- **GIVEN TEXT**
+++
4.8 LEGENDS. It is understood that the certificates
evidencing the Shares will bear the legends set forth below:
(a) THE SECURITIES REPRESENTED HEREBY HAVE NOT
BEEN REGISTERED UNDER THE SECURITIES ACT OF 1933, AS AMENDED (THE "ACT"), OR
UNDER THE SECURITIES LAWS OF CERTAIN STATES. THESE SECURITIES ARE SUBJECT TO
RESTRICTIONS ON TRANSFERABILITY AND RESALE AND MAY NOT BE TRANSFERRED OR RESOLD
EXCEPT AS PERMITTED UNDER THE ACT AND THE APPLICABLE STATE SECURITIES LAWS,
PURSUANT TO REGISTRATION OR EXEMPTION THEREFROM.
(b) Any legend required by the laws of the State
of California, including any legend required by the California Department of
Corporations.
5. PRE-CLOSING COVENANTS OF THE PARTIES.
+++
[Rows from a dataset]

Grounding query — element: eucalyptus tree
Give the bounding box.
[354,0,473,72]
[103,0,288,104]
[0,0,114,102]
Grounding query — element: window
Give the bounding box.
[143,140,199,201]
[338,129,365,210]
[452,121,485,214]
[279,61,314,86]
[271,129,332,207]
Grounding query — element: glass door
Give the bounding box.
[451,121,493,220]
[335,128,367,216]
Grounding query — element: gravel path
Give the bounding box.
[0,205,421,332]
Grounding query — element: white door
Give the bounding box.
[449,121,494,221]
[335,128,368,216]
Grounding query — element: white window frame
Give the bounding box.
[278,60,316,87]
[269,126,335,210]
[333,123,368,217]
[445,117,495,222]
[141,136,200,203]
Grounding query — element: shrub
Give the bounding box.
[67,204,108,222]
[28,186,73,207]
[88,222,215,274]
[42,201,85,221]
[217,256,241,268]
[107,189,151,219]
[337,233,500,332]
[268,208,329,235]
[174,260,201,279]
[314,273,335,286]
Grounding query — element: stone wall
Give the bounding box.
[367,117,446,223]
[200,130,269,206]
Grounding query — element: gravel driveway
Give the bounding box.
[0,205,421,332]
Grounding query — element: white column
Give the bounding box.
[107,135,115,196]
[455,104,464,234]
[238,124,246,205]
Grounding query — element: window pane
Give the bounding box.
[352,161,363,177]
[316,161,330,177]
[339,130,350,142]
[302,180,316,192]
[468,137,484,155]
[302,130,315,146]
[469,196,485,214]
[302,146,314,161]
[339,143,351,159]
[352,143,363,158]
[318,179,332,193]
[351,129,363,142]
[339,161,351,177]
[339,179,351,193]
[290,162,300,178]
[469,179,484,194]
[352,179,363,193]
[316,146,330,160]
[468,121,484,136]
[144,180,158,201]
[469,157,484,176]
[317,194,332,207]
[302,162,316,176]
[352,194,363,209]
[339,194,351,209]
+++
- **EXERCISE INSTRUCTIONS**
1. According to the legends section, under which federal law have the securities not been registered?
2. Rewrite the part of the records that opens with the line containing "Grounding query — element: gravel driveway" and closes with the line containing "[238,124,246,205]" as a numbered list, leaving out any blank lines.

- **OUTPUTS**
1. The Securities Act of 1933, as amended.

2.
1. Grounding query — element: gravel driveway
2. Give the bounding box.
3. [0,205,421,332]
4. Grounding query — element: white column
5. Give the bounding box.
6. [107,135,115,196]
7. [455,104,464,234]
8. [238,124,246,205]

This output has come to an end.